Uciekający przed bombami mogą dostać 300 zł na najpilniejsze zakupy, 500 zł na każde dziecko oraz zasiłki rodzinne. Obywatelowi Ukrainy, którego pobyt na terytorium Rzeczypospolitej Polskiej jest uznawany za legalny na podstawie specustawy uchwalonej właśnie przez Sejm, będą przysługiwały liczne świadczenia. Procedowana ustawa wprowadza jednorazowe świadczenie pieniężne w wysokości 300 zł na osobę. Ma zostać przeznaczone na utrzymanie, zakup żywności, odzieży, obuwia, środków higieny osobistej oraz na opłaty mieszkaniowe. Warunkiem jego uzyskania będzie przekroczenie polskiej granicy najwcześniej 24 lutego i wpisanie się do rejestru PESEL. Wniosek będzie można złożyć w urzędzie gminy, ośrodku pomocy społecznej lub centrum usług społecznych.”
– pisze Katarzyna Wójcik na łamach portalu rp.pl.
Wnioski o 500+, 300+, rodzinny kapitał składa się przez internet do ZUS. Dlatego, przy okazji występowania o nadanie numeru PESEL warto wyrazić zgodę na założenie profilu zaufanego. Umożliwi to składanie wniosków online. Istotne jest też to, że świadczenia te są wypłacane wyłącznie na rachunek bankowy.

## Polecenia do ćwiczenia
• A. Sprawdź, czy stwierdzenia (i), (ii) i (iii) zgadzają się z tekstem o świadczeniach dla obywateli Ukrainy. Przy każdym odpowiedz „tak” lub „nie” i przytocz dosłownie rozstrzygające słowa tekstu.
(i) Jednorazowe świadczenie wynosi 300 zł na osobę.
(ii) Aby dostać 300 zł, trzeba było przekroczyć polską granicę przed 24 lutego.
(iii) Świadczenia 500+ i 300+ mogą być wypłacane gotówką.
• B. Kontynuuj tekst o świadczeniach dla obywateli Ukrainy od miejsca, w którym się kończy.
Wpisy nie mają żadnego związku z tekstem o świadczeniach dla obywateli Ukrainy.

## Dostarczone wpisy
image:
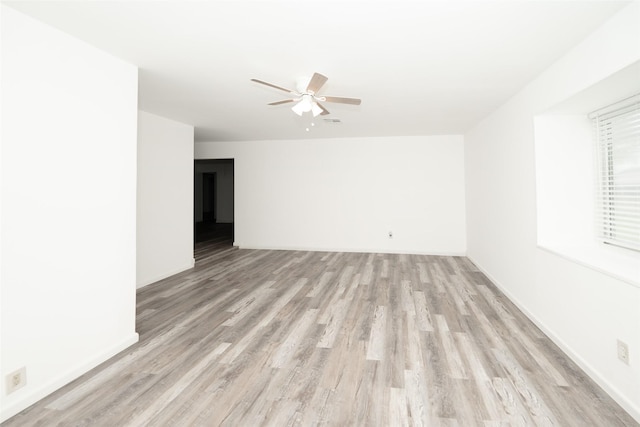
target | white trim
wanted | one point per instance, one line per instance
(155, 279)
(60, 381)
(564, 255)
(632, 408)
(355, 250)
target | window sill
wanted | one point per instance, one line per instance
(619, 263)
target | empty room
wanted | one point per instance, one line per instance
(309, 213)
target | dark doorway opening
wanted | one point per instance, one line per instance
(213, 200)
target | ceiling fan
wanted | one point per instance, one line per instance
(308, 99)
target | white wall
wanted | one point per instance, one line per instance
(582, 310)
(165, 198)
(347, 194)
(68, 207)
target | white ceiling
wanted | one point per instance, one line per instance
(429, 67)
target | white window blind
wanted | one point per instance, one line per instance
(618, 160)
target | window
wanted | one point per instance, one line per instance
(618, 161)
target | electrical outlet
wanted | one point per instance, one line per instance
(623, 351)
(16, 379)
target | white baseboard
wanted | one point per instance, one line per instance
(61, 380)
(145, 282)
(631, 407)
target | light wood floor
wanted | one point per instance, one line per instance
(255, 337)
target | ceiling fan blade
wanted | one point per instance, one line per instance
(272, 85)
(324, 110)
(341, 100)
(284, 101)
(316, 82)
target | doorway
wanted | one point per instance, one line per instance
(214, 200)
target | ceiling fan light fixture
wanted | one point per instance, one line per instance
(315, 109)
(305, 105)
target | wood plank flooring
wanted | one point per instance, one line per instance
(279, 338)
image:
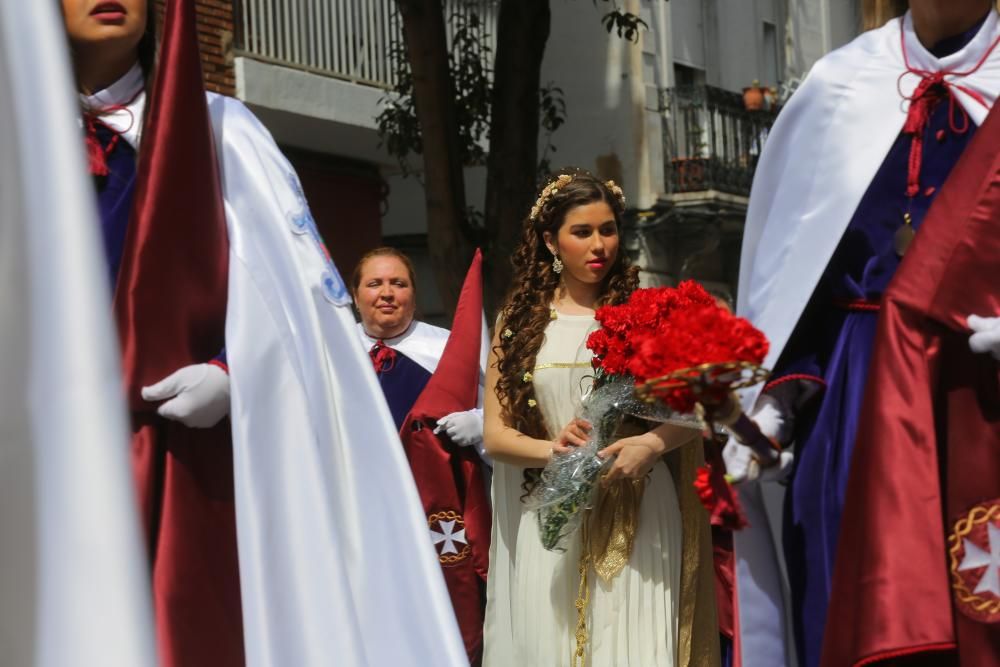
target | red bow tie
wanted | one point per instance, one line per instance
(383, 357)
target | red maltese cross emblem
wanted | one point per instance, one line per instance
(974, 550)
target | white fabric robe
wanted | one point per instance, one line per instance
(336, 561)
(819, 160)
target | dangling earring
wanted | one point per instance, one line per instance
(556, 262)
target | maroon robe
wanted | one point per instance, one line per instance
(170, 308)
(450, 478)
(925, 478)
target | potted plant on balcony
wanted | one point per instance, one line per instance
(753, 97)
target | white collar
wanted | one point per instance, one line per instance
(391, 342)
(959, 61)
(120, 106)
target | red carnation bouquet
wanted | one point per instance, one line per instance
(665, 331)
(683, 349)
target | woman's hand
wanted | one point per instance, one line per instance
(634, 457)
(574, 434)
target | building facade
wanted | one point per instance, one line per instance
(664, 115)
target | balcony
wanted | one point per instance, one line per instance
(711, 142)
(352, 40)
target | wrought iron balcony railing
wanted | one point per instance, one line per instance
(347, 39)
(711, 142)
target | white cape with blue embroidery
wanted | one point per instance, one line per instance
(336, 562)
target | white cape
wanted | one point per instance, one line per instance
(819, 160)
(74, 577)
(336, 561)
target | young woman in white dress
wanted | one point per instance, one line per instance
(568, 264)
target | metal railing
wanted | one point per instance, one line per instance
(348, 39)
(711, 142)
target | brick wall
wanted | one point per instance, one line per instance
(215, 37)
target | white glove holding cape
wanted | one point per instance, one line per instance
(199, 395)
(465, 429)
(985, 335)
(741, 465)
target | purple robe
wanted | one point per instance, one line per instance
(832, 343)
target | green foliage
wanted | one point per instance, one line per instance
(469, 62)
(553, 114)
(626, 24)
(398, 128)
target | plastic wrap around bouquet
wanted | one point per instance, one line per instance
(659, 356)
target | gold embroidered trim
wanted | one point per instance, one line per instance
(977, 515)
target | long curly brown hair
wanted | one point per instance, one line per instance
(526, 310)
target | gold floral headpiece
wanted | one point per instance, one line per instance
(563, 180)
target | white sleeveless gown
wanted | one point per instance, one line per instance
(531, 592)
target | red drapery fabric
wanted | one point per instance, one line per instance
(928, 446)
(449, 478)
(170, 308)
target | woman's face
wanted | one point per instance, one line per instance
(385, 297)
(116, 25)
(587, 242)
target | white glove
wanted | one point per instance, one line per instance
(985, 336)
(199, 395)
(741, 466)
(465, 429)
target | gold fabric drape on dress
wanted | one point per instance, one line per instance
(612, 525)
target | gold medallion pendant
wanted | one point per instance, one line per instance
(904, 235)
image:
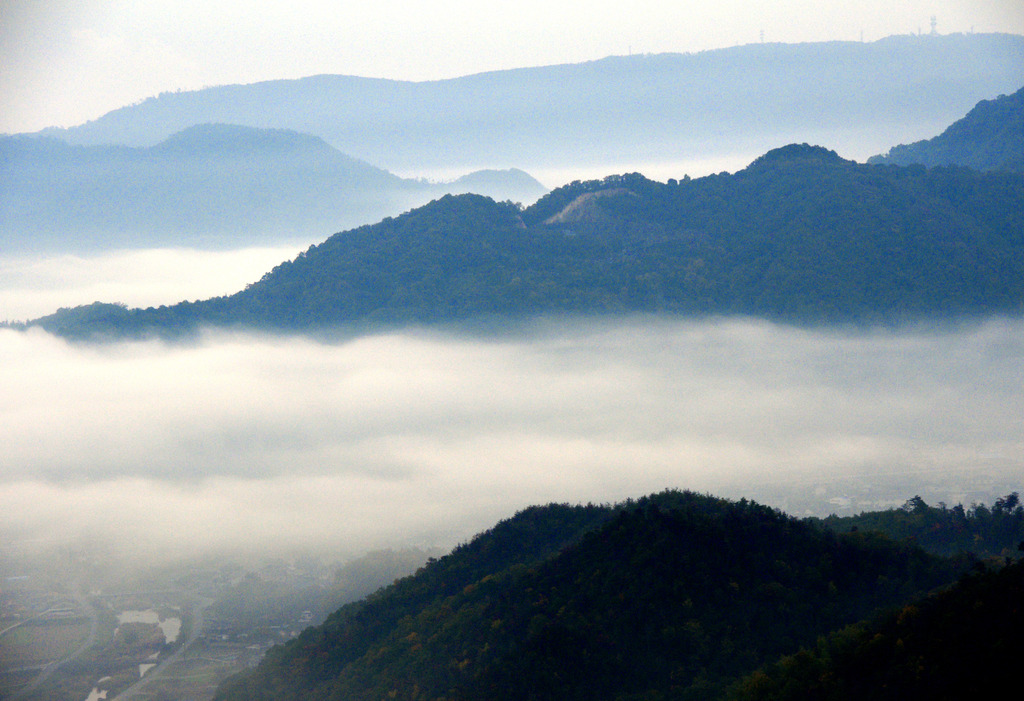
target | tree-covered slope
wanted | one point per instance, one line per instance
(670, 597)
(986, 531)
(960, 644)
(989, 137)
(801, 234)
(211, 185)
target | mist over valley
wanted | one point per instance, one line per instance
(604, 380)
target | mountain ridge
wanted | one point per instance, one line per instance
(801, 236)
(988, 137)
(212, 185)
(621, 107)
(672, 596)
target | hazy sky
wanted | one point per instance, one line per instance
(66, 61)
(427, 438)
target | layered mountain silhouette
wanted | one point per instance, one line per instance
(989, 137)
(675, 596)
(857, 97)
(799, 235)
(209, 186)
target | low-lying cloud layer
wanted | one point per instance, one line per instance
(34, 286)
(425, 438)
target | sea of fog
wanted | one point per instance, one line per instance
(425, 437)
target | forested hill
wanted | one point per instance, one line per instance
(989, 137)
(671, 597)
(801, 234)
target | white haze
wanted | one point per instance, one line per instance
(425, 437)
(34, 286)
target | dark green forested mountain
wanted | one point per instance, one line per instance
(670, 597)
(987, 531)
(800, 234)
(212, 185)
(990, 137)
(961, 644)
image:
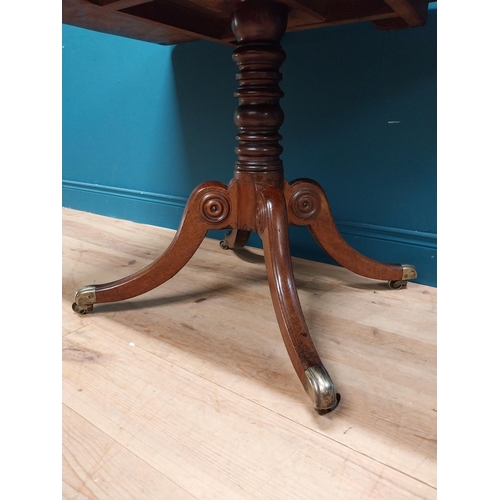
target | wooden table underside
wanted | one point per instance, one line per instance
(258, 198)
(176, 21)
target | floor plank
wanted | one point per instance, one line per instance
(193, 379)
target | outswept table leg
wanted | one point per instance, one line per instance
(208, 207)
(273, 229)
(308, 206)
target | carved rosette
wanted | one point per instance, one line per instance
(258, 29)
(215, 207)
(304, 203)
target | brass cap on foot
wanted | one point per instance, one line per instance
(319, 387)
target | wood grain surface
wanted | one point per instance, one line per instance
(188, 392)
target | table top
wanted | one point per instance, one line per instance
(170, 22)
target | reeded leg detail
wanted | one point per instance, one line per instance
(207, 208)
(308, 206)
(273, 229)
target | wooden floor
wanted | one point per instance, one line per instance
(187, 392)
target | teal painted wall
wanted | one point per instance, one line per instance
(144, 124)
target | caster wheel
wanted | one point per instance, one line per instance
(398, 284)
(82, 309)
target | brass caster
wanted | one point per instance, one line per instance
(398, 284)
(84, 300)
(82, 309)
(319, 387)
(409, 272)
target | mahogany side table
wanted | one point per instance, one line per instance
(258, 198)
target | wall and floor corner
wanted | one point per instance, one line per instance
(144, 124)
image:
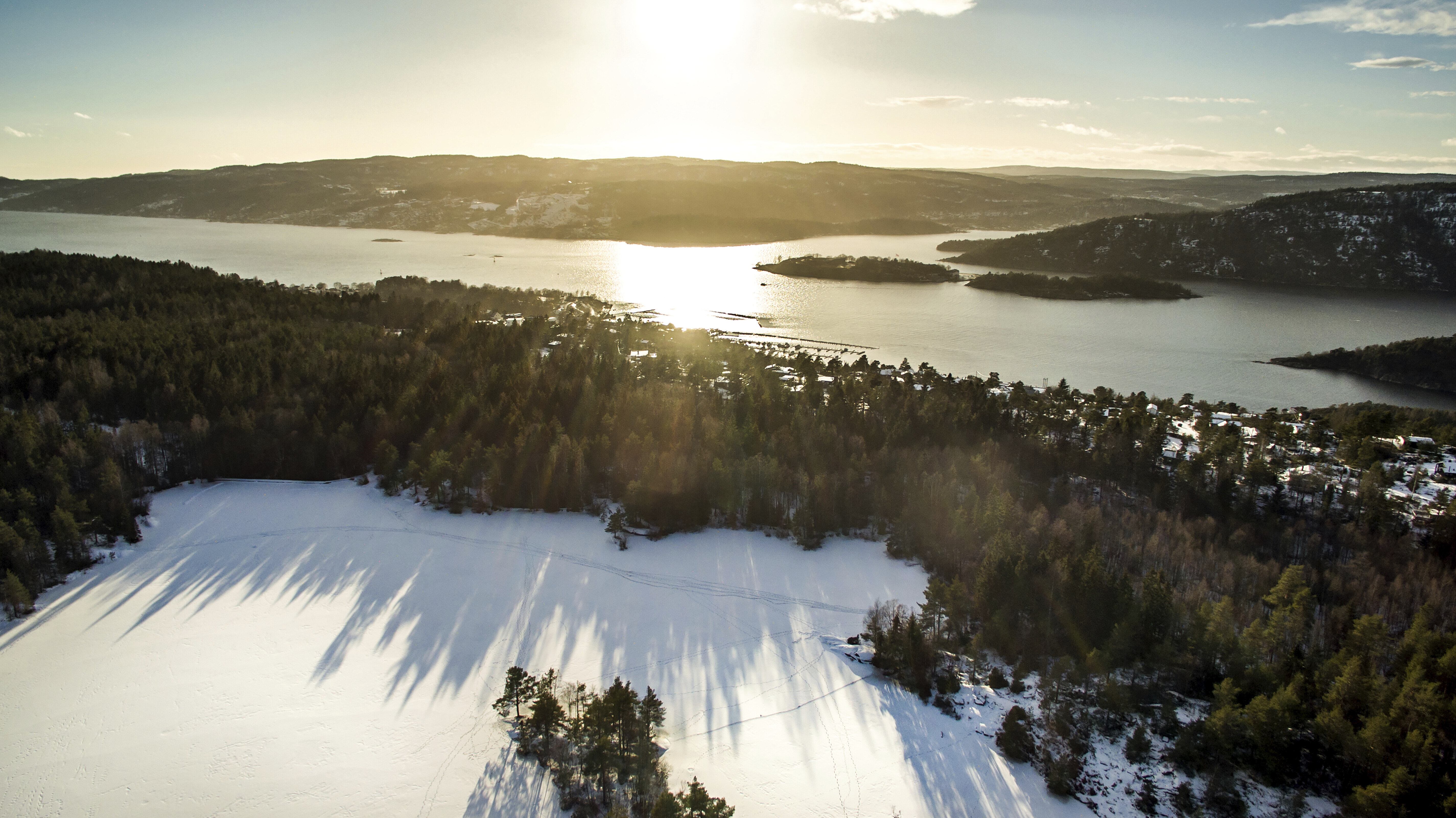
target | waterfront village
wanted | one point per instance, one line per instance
(1295, 456)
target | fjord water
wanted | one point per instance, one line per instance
(1208, 347)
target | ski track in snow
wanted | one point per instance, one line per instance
(280, 648)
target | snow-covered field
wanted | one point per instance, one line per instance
(321, 650)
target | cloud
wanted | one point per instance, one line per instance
(1037, 102)
(1082, 132)
(1413, 17)
(878, 11)
(924, 101)
(1177, 150)
(1238, 100)
(1401, 63)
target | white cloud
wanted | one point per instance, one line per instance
(1171, 149)
(1240, 100)
(1082, 132)
(1401, 63)
(1037, 102)
(1412, 17)
(877, 11)
(924, 101)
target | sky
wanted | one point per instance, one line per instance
(105, 88)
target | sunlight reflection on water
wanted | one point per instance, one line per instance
(1209, 347)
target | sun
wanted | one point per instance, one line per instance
(688, 30)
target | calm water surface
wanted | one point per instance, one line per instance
(1208, 346)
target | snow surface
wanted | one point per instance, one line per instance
(321, 650)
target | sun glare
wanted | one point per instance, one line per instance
(688, 30)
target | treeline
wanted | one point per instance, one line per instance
(1429, 363)
(1388, 238)
(1056, 520)
(1079, 287)
(601, 747)
(863, 268)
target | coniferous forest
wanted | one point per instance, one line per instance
(601, 747)
(1058, 535)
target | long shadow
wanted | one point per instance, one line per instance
(724, 625)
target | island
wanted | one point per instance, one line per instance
(1377, 238)
(863, 268)
(1427, 363)
(1081, 289)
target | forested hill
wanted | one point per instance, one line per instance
(1394, 238)
(863, 268)
(659, 200)
(1312, 621)
(1429, 363)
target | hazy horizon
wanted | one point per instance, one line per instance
(110, 89)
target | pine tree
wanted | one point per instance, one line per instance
(1148, 800)
(519, 689)
(17, 597)
(1138, 746)
(1014, 736)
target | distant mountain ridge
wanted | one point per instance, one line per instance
(653, 200)
(1393, 238)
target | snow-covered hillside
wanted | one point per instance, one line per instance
(321, 650)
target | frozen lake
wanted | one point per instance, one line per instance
(1208, 346)
(321, 650)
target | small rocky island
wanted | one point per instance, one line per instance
(1426, 363)
(1081, 289)
(863, 268)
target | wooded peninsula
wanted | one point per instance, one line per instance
(1429, 363)
(1267, 578)
(1081, 289)
(863, 268)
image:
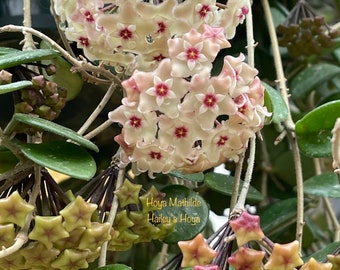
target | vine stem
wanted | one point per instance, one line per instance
(81, 66)
(28, 39)
(336, 146)
(112, 215)
(333, 218)
(98, 109)
(289, 124)
(240, 204)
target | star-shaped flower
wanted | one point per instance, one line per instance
(37, 255)
(196, 252)
(128, 193)
(122, 221)
(284, 257)
(12, 261)
(78, 213)
(7, 235)
(246, 258)
(246, 228)
(14, 209)
(71, 259)
(312, 264)
(47, 230)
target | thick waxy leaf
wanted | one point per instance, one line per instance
(6, 50)
(275, 104)
(310, 78)
(195, 177)
(326, 185)
(51, 127)
(23, 57)
(63, 157)
(10, 87)
(314, 130)
(115, 267)
(224, 184)
(7, 160)
(184, 207)
(64, 77)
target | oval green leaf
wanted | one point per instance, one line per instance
(64, 77)
(11, 87)
(63, 157)
(275, 104)
(310, 78)
(53, 128)
(23, 57)
(194, 177)
(7, 160)
(314, 130)
(115, 267)
(7, 50)
(325, 185)
(184, 207)
(224, 184)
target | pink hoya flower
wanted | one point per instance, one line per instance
(159, 91)
(191, 54)
(207, 101)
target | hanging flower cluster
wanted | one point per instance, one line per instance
(133, 34)
(176, 115)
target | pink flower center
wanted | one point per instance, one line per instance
(161, 89)
(204, 10)
(125, 34)
(84, 41)
(222, 140)
(244, 12)
(192, 53)
(161, 27)
(181, 132)
(210, 100)
(88, 16)
(159, 57)
(155, 155)
(135, 121)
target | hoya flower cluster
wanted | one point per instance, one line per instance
(176, 115)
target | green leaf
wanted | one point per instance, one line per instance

## Odpowiedzi
• A.
(i) Tak: „jednorazowe świadczenie pieniężne w wysokości 300 zł na osobę”.
(ii) Nie: „przekroczenie polskiej granicy najwcześniej 24 lutego”.
(iii) Nie: „świadczenia te są wypłacane wyłącznie na rachunek bankowy”.

• B.
Nie warto zatem zwlekać z formalnościami. Prawo do świadczeń będzie ustalane, począwszy od miesiąca, w którym wpłynął wniosek, nie wcześniej jednak niż od miesiąca, w którym Ukrainiec został wpisany do rejestru osób uprawnionych do wsparcia na podstawie specustawy, prowadzonego przez komendanta głównego Straży Granicznej. Znajdą się w nim wszystkie osoby, które przekroczyły naszą granicę od 24 lutego i których wjazd do Polski został zarejestrowany podczas kontroli granicznej. Jeżeli nie zarejestrowano przekroczenia granicy, obywatel Ukrainy zostanie dopisany do rejestru przy okazji złożenia wniosku o PESEL.”
– czytamy.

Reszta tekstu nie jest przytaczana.